Stated task:
How many lines of the material below contain the string "suit"? Reply with the number alone.

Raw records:

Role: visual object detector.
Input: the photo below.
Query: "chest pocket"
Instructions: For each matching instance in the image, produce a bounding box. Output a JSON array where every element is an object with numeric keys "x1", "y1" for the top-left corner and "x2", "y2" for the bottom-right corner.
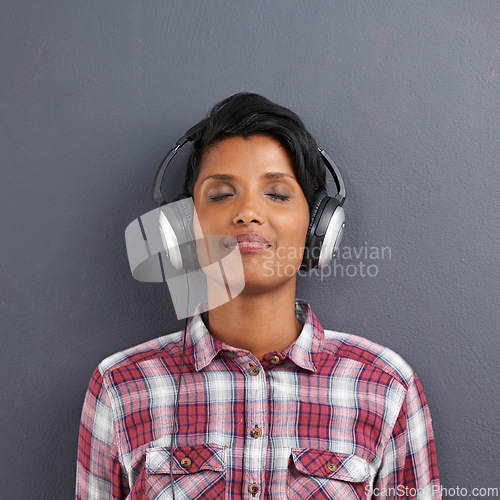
[
  {"x1": 287, "y1": 448, "x2": 370, "y2": 500},
  {"x1": 144, "y1": 444, "x2": 226, "y2": 500}
]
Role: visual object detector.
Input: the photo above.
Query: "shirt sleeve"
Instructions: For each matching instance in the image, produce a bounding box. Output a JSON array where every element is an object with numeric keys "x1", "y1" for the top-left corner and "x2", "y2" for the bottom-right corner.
[
  {"x1": 373, "y1": 375, "x2": 441, "y2": 500},
  {"x1": 76, "y1": 368, "x2": 128, "y2": 500}
]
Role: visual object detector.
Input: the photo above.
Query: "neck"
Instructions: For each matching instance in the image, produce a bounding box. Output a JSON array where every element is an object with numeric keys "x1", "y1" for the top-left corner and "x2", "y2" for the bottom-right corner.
[{"x1": 207, "y1": 287, "x2": 303, "y2": 360}]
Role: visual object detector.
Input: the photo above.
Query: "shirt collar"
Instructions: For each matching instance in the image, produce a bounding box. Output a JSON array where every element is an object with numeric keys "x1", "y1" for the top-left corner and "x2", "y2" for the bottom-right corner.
[{"x1": 187, "y1": 299, "x2": 324, "y2": 372}]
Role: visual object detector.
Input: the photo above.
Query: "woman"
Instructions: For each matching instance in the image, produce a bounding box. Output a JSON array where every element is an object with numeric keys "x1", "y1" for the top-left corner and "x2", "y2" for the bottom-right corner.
[{"x1": 77, "y1": 94, "x2": 440, "y2": 500}]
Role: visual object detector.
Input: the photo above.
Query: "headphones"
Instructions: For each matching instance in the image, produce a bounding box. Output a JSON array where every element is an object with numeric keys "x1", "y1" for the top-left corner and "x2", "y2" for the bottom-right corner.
[{"x1": 153, "y1": 119, "x2": 346, "y2": 270}]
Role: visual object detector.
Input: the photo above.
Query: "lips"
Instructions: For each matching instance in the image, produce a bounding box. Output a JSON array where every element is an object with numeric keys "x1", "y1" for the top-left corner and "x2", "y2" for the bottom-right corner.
[{"x1": 224, "y1": 233, "x2": 271, "y2": 253}]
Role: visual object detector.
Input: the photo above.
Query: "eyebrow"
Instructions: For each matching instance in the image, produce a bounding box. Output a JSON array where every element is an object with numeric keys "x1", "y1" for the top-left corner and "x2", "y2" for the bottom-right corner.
[{"x1": 200, "y1": 172, "x2": 296, "y2": 184}]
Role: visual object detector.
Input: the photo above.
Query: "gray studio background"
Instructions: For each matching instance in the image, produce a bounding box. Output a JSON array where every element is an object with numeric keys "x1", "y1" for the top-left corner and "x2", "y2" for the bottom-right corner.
[{"x1": 0, "y1": 0, "x2": 500, "y2": 500}]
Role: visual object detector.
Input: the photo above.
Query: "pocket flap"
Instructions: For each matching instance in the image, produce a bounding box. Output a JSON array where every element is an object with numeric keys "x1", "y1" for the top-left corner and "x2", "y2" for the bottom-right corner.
[
  {"x1": 146, "y1": 444, "x2": 225, "y2": 474},
  {"x1": 292, "y1": 448, "x2": 370, "y2": 483}
]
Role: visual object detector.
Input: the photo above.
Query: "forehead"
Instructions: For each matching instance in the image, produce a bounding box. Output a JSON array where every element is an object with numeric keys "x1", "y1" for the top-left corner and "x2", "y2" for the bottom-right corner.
[{"x1": 199, "y1": 135, "x2": 295, "y2": 179}]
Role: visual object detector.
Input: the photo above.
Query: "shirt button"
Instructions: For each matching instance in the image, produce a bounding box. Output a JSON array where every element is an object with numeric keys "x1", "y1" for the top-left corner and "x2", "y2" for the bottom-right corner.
[
  {"x1": 248, "y1": 483, "x2": 259, "y2": 497},
  {"x1": 250, "y1": 366, "x2": 259, "y2": 377},
  {"x1": 250, "y1": 425, "x2": 262, "y2": 439},
  {"x1": 326, "y1": 462, "x2": 337, "y2": 472}
]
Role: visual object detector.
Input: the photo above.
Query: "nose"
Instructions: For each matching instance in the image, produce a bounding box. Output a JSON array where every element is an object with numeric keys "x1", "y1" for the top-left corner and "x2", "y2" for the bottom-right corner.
[{"x1": 233, "y1": 193, "x2": 265, "y2": 226}]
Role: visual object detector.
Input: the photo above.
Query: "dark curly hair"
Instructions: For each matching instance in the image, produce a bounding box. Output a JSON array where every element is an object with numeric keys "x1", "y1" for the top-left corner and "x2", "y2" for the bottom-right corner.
[{"x1": 184, "y1": 92, "x2": 326, "y2": 204}]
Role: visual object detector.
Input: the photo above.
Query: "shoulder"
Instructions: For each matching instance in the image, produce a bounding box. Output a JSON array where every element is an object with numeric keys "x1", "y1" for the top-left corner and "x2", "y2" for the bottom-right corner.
[
  {"x1": 323, "y1": 330, "x2": 415, "y2": 389},
  {"x1": 98, "y1": 331, "x2": 182, "y2": 378}
]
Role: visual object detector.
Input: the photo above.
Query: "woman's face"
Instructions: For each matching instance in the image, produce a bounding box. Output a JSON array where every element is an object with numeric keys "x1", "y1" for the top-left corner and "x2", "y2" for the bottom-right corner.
[{"x1": 193, "y1": 135, "x2": 309, "y2": 292}]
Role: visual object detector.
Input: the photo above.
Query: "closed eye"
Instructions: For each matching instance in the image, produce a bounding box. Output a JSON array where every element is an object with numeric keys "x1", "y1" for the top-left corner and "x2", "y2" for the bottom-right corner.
[
  {"x1": 208, "y1": 193, "x2": 234, "y2": 202},
  {"x1": 266, "y1": 193, "x2": 290, "y2": 201}
]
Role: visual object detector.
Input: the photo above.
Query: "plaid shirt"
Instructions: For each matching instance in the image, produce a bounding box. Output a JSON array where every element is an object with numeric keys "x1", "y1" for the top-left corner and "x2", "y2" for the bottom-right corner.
[{"x1": 76, "y1": 301, "x2": 441, "y2": 500}]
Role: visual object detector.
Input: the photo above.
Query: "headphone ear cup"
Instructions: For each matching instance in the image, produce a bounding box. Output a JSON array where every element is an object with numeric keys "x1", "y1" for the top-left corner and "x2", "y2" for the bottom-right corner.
[
  {"x1": 302, "y1": 191, "x2": 345, "y2": 270},
  {"x1": 301, "y1": 191, "x2": 328, "y2": 270},
  {"x1": 159, "y1": 198, "x2": 199, "y2": 271},
  {"x1": 317, "y1": 206, "x2": 345, "y2": 269}
]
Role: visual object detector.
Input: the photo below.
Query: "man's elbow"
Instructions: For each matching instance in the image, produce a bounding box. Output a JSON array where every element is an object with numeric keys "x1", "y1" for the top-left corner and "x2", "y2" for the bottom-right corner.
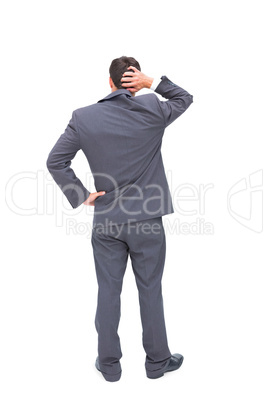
[{"x1": 46, "y1": 154, "x2": 53, "y2": 172}]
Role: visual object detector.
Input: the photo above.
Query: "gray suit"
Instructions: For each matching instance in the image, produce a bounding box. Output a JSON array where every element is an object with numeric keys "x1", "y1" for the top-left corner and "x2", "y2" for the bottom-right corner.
[{"x1": 47, "y1": 76, "x2": 193, "y2": 381}]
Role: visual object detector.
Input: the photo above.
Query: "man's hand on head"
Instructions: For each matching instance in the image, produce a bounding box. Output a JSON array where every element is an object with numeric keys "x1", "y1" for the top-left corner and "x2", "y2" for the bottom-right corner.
[
  {"x1": 121, "y1": 66, "x2": 154, "y2": 92},
  {"x1": 83, "y1": 191, "x2": 105, "y2": 207}
]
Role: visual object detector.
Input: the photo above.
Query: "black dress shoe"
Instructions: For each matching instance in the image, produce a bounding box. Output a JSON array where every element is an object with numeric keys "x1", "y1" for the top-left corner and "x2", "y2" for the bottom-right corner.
[
  {"x1": 95, "y1": 357, "x2": 121, "y2": 382},
  {"x1": 147, "y1": 353, "x2": 183, "y2": 379}
]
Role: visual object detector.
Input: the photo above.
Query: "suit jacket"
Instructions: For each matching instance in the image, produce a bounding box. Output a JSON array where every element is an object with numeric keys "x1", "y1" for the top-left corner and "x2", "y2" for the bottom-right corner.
[{"x1": 47, "y1": 76, "x2": 193, "y2": 225}]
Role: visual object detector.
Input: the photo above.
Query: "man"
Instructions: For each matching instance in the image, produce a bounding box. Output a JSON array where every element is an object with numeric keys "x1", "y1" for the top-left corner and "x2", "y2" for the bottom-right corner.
[{"x1": 47, "y1": 56, "x2": 193, "y2": 381}]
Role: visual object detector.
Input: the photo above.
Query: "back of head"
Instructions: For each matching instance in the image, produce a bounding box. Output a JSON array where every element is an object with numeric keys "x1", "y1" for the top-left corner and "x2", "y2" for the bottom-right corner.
[{"x1": 109, "y1": 56, "x2": 141, "y2": 89}]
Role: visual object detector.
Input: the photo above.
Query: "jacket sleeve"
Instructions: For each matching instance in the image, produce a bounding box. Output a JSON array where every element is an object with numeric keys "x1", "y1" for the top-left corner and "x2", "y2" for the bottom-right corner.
[
  {"x1": 47, "y1": 112, "x2": 90, "y2": 208},
  {"x1": 155, "y1": 75, "x2": 193, "y2": 127}
]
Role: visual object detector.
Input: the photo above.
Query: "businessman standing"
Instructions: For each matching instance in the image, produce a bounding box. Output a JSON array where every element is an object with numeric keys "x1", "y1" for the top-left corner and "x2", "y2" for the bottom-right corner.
[{"x1": 47, "y1": 56, "x2": 193, "y2": 381}]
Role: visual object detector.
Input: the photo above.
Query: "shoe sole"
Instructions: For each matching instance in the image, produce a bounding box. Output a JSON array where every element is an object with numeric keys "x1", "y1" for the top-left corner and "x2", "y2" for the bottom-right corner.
[{"x1": 147, "y1": 358, "x2": 184, "y2": 380}]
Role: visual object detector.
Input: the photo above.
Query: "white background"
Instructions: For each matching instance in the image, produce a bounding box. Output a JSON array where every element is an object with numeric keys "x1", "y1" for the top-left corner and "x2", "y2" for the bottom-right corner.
[{"x1": 0, "y1": 0, "x2": 268, "y2": 402}]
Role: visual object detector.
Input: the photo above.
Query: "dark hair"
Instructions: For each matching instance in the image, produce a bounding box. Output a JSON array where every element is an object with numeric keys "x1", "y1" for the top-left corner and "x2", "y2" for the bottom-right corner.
[{"x1": 109, "y1": 56, "x2": 141, "y2": 89}]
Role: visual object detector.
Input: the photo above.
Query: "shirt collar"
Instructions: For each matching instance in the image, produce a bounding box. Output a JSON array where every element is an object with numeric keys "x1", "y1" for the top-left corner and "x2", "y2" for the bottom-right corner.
[{"x1": 98, "y1": 89, "x2": 132, "y2": 103}]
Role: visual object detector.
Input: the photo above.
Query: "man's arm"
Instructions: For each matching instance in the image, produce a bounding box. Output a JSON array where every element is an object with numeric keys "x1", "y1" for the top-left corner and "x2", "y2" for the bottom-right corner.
[
  {"x1": 121, "y1": 66, "x2": 193, "y2": 127},
  {"x1": 155, "y1": 75, "x2": 193, "y2": 127},
  {"x1": 47, "y1": 112, "x2": 90, "y2": 208}
]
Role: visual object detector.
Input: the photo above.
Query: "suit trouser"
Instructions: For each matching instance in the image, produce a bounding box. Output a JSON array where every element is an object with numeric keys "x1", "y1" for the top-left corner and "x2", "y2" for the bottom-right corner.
[{"x1": 91, "y1": 217, "x2": 171, "y2": 375}]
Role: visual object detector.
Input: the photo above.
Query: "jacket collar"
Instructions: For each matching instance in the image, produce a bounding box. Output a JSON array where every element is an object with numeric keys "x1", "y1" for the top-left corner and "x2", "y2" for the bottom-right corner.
[{"x1": 98, "y1": 89, "x2": 132, "y2": 103}]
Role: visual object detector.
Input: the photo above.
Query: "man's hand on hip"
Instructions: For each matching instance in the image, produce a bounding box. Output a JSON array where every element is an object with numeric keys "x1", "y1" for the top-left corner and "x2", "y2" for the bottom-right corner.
[
  {"x1": 121, "y1": 66, "x2": 154, "y2": 92},
  {"x1": 83, "y1": 191, "x2": 105, "y2": 207}
]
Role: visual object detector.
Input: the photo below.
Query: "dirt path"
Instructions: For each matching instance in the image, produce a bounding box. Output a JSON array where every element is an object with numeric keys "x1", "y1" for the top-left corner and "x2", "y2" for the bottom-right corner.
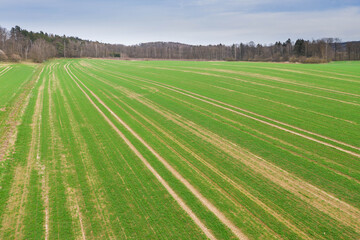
[
  {"x1": 83, "y1": 65, "x2": 360, "y2": 234},
  {"x1": 184, "y1": 67, "x2": 360, "y2": 97},
  {"x1": 102, "y1": 70, "x2": 360, "y2": 158},
  {"x1": 102, "y1": 87, "x2": 311, "y2": 239},
  {"x1": 1, "y1": 65, "x2": 45, "y2": 239},
  {"x1": 0, "y1": 66, "x2": 12, "y2": 77},
  {"x1": 65, "y1": 63, "x2": 247, "y2": 239}
]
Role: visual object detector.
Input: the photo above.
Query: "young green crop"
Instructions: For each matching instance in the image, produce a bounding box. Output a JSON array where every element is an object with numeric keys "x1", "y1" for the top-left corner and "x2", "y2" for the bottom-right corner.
[{"x1": 0, "y1": 59, "x2": 360, "y2": 239}]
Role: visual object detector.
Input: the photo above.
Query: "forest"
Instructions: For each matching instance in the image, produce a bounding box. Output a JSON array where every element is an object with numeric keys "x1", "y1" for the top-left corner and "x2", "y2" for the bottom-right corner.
[{"x1": 0, "y1": 26, "x2": 360, "y2": 63}]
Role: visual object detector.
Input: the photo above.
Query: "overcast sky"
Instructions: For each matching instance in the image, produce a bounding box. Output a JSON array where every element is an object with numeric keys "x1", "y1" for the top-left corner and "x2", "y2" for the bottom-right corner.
[{"x1": 0, "y1": 0, "x2": 360, "y2": 45}]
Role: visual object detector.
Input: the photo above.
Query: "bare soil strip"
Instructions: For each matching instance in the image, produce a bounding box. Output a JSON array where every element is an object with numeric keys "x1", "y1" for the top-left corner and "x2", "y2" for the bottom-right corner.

Response to the exercise:
3